_Цель задания:_
Продолжи фрагмент о религии и медитации, начав сразу после его последнего предложения.

Ты должен хорошо усвоить, что религия — величайшая революция из всех возможных в этом мире, потому что ее цель — вернуть тебя к тому изначальному, невинному состоянию, в котором ты родился; это значит отбросить все, что сделало с тобой общество. Мастера дзэн говорят: «Религия — это раскрытие твоего истинного лица». В момент рождения у тебя не было ни малейших представлений о жизни и смерти, о том, что такое «правильно» и «неправильно»; в тебе не было ни страха, ни ненависти, отсутствовали привязанности и чувство свободы, ты не был ни приземленным, ни религиозным. Тогда ты был подобен чистому источнику без малейшего намека на какую-то грязь. Религиозностью называется обретение этой чистоты заново, а религия — это сам процесс.
Когда ты переходишь в позицию наблюдателя за происходящими с тобой событиями, все, что общество учило тебя подавлять, начинает подниматься на поверхность, так как наблюдение означает, что убран груз, тянущий все это вниз. Теперь ты оказался сверху, при этом все остается в таком же подавленном состоянии. Ко мне приходят люди, чтобы рассказать, какие странные ощущения возникают у них в результате медитации. Они ожидали, что после медитаций их посетит умиротворение, а вместо этого их начинает трясти. Они рассчитывали, что медитация принесет им удовлетворенность, а тут оказывается, что их разрывает от неудовлетворенности. Они думали, что гнев оставит их, но с ужасом чувствуют, что пылают от гнева!

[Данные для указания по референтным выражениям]
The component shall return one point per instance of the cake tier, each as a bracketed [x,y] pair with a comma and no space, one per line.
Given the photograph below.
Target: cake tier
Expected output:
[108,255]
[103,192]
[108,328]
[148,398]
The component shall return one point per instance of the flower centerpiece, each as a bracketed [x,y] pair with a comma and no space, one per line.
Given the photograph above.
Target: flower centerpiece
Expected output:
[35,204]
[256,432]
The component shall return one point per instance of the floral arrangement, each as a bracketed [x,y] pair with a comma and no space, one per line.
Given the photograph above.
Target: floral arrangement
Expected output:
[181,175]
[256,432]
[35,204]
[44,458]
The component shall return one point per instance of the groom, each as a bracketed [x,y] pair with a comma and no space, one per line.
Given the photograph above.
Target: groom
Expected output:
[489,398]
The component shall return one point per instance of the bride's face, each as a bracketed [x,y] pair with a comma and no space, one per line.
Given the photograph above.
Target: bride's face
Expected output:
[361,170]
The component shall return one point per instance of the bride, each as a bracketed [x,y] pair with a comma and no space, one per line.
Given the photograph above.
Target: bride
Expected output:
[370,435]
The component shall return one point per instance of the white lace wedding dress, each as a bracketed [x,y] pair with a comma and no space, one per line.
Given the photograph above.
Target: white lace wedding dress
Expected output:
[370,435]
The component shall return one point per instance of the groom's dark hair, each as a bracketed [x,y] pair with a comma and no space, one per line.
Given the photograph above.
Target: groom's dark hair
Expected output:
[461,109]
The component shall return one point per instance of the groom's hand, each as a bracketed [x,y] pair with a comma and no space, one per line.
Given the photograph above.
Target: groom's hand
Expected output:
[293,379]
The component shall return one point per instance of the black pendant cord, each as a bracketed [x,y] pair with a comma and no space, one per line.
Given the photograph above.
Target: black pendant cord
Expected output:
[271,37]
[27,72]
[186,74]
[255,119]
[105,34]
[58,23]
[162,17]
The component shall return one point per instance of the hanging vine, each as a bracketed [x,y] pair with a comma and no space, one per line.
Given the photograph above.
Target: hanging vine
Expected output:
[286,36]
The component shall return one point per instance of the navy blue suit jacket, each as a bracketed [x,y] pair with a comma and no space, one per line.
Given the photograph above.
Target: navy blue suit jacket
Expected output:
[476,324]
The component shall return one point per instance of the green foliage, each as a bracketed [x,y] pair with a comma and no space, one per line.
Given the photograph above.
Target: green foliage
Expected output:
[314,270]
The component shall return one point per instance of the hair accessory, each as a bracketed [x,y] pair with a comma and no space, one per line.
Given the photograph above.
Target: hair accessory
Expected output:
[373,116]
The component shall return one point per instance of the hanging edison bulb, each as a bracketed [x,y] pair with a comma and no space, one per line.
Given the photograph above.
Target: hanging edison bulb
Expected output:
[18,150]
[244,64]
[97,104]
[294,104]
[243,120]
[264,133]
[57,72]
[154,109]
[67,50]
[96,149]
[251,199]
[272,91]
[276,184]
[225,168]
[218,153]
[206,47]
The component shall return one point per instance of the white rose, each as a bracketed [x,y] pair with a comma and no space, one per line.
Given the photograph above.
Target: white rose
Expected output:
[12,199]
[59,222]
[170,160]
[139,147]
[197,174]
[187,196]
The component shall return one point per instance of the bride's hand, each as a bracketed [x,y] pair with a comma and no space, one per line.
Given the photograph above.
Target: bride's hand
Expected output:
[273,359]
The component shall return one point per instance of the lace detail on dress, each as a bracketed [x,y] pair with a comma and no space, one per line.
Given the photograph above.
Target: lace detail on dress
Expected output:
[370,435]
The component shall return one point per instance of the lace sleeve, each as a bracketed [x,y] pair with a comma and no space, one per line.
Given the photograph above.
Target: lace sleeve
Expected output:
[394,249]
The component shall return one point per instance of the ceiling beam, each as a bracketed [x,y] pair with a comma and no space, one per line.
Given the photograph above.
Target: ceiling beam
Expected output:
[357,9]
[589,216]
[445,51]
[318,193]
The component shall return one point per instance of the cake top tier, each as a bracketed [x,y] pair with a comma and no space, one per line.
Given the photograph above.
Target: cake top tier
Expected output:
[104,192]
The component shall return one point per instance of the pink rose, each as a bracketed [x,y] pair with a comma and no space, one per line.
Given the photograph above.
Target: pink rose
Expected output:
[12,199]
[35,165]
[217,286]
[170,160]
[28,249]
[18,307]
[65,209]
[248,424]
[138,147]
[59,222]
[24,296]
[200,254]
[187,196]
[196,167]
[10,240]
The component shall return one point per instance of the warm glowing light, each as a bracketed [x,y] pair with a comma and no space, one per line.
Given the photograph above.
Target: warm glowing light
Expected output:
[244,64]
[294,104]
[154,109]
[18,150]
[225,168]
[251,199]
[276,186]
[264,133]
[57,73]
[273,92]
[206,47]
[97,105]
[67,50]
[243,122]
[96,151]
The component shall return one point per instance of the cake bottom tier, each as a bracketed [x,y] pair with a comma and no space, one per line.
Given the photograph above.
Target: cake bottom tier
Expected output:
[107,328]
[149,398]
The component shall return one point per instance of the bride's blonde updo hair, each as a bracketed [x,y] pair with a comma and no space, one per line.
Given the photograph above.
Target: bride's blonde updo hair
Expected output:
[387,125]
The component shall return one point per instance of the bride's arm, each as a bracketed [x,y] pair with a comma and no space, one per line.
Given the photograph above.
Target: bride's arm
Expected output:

_Ответ на задание:_
Поначалу все это неизбежно. Ты сидел на крышке, которая прикрывала все подавляемое тобой, ты восседал на ней очень долго, все время пытаясь удержать то, что под ней прячется. Стать наблюдателем означает, что ты наконец-то спрыгиваешь с этой крышки; теперь ты просто будешь стоять в стороне и ничего не делать. Отныне ты ничего не подавляешь, ты лишь наблюдаешь. Все, что подавлялось, выйдет на поверхность и загорится; ты увидишь, что там, где раньше была лишь зола, сейчас пляшут языки пламени. Весь твой гнев, сексуальные инстинкты и внутренние метания вырвутся наружу, окутают тебя, но даже тогда оставайся в стороне и наблюдай. Долго это не продлится, потому что это лишь извержение всего, что подавлялось. Оно вспыхнет и погаснет, огонь, пылающий внизу, постепенно сойдет на нет; а когда дым рассеется, ты увидишь, что внутри тебя стало кристально чисто. Настанет день, когда ты вдруг почувствуешь, что оказался в одиночестве, смотреть больше не на что. Наблюдатель остался, а наблюдать больше не за чем — нет ни гнева, ни секса, ни ненависти, ни зависти, ни вражды. Но на все это нужно время...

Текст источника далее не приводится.